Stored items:
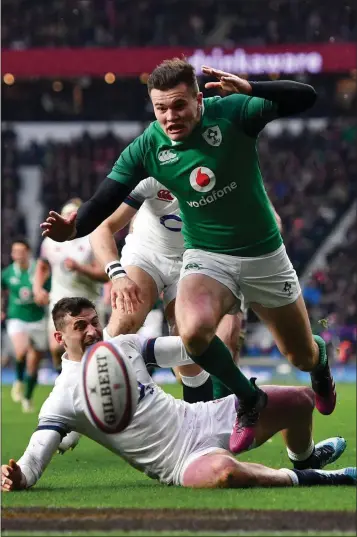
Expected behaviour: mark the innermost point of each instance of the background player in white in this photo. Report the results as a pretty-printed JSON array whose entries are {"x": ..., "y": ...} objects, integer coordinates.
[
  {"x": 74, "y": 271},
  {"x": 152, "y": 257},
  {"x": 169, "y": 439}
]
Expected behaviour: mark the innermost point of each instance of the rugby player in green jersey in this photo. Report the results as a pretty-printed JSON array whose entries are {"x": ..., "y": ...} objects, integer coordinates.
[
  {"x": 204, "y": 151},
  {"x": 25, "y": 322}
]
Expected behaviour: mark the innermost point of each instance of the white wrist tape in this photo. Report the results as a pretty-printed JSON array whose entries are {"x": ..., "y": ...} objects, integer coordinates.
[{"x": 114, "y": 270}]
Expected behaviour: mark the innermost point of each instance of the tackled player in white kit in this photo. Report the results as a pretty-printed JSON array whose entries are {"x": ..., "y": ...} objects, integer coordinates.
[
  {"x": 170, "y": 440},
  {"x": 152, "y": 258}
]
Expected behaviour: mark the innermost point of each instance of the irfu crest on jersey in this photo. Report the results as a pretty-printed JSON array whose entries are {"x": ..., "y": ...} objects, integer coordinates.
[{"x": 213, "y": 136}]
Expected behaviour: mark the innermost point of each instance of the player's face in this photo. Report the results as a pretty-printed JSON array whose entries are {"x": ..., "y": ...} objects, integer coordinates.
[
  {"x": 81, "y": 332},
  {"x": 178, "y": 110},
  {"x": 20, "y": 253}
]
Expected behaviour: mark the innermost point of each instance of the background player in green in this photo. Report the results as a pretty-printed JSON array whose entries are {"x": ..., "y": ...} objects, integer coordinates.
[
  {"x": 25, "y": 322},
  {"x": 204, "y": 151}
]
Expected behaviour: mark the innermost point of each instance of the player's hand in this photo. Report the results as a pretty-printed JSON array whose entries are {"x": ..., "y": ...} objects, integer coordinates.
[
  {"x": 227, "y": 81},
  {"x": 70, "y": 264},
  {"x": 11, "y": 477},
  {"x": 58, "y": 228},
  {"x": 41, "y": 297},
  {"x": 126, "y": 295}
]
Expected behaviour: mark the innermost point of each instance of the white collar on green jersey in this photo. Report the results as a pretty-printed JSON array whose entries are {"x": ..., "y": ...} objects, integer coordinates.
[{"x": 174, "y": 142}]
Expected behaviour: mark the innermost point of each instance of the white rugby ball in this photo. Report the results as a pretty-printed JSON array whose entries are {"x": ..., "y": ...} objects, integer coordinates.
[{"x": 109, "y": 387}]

- **Instructions for the task**
Each record above needs to be transcribed word for word, with its pictures omitted.

- **Finished task**
Expected behaviour: mark the innermost point of each instance of the background player in white in this photo. Report the results as a pretty-printed JSON array whose entries are {"x": ..., "y": ...} objects, integer coordinates.
[
  {"x": 74, "y": 271},
  {"x": 152, "y": 257},
  {"x": 169, "y": 439}
]
Expected behaviour: mark the innermost point of each instance of the rugby player in green jersey in this photo. Report the results as a pretty-printed JSON array whose entries are {"x": ..., "y": ...} objects, integer coordinates.
[
  {"x": 204, "y": 151},
  {"x": 25, "y": 322}
]
Expected behaviour: mark the innermost point of each instance of the white wrist tape in this photo. Report the results as a pretty-printed JSON array whose entries are {"x": ..., "y": ...} objects, integer coordinates.
[{"x": 114, "y": 270}]
Expected behaviour: mark the innermost point of each instance of the tackled player in white kit in this photo. Report the results as a pretty-printed JSON array whose entries are {"x": ..., "y": ...} objects, integer coordinates.
[
  {"x": 170, "y": 440},
  {"x": 152, "y": 258}
]
Expected behaviour: mark the innermost point of each instance of the irfu crest on jersey in this photo. Report the results as a pretty-printed JSON array whose entries are {"x": ..., "y": ...} objects, integer coordinates.
[{"x": 213, "y": 136}]
Expected behaviour: mark the innermost point of each instance of the player's face in this photo. Report the results as a pretty-printed JSON array whose entries are {"x": ..., "y": ...} objects, integer coordinates.
[
  {"x": 81, "y": 332},
  {"x": 178, "y": 110},
  {"x": 20, "y": 253}
]
Expected behaviour: mark the innermost point of each instance of the background player in green in this photo. Report the results as a pretty-printed JSON array whose entries are {"x": ..., "y": ...} objects, integer coordinates.
[
  {"x": 25, "y": 322},
  {"x": 204, "y": 151}
]
Expected behaviour: mark the innermost point of each instance of the player's hand in this photo. Report the results as a pretty-printed JSON array whose entries are {"x": ..., "y": ...} objects, integer coordinates.
[
  {"x": 227, "y": 81},
  {"x": 70, "y": 264},
  {"x": 11, "y": 477},
  {"x": 58, "y": 228},
  {"x": 41, "y": 297},
  {"x": 126, "y": 295}
]
Expected behaviour: mark the innermost point of each instance of the white collar on green jersey in this photo. Report the results as a pretty-printed JSON array whose entries are {"x": ..., "y": ...} objects, integer coordinates.
[{"x": 174, "y": 142}]
Expected behaviour: mark the innermost point of each instance of the white rugby ball in this photo. Report the results as a pretty-printed JSON array whose entries are {"x": ..., "y": ...} objects, integer coordinates.
[{"x": 109, "y": 387}]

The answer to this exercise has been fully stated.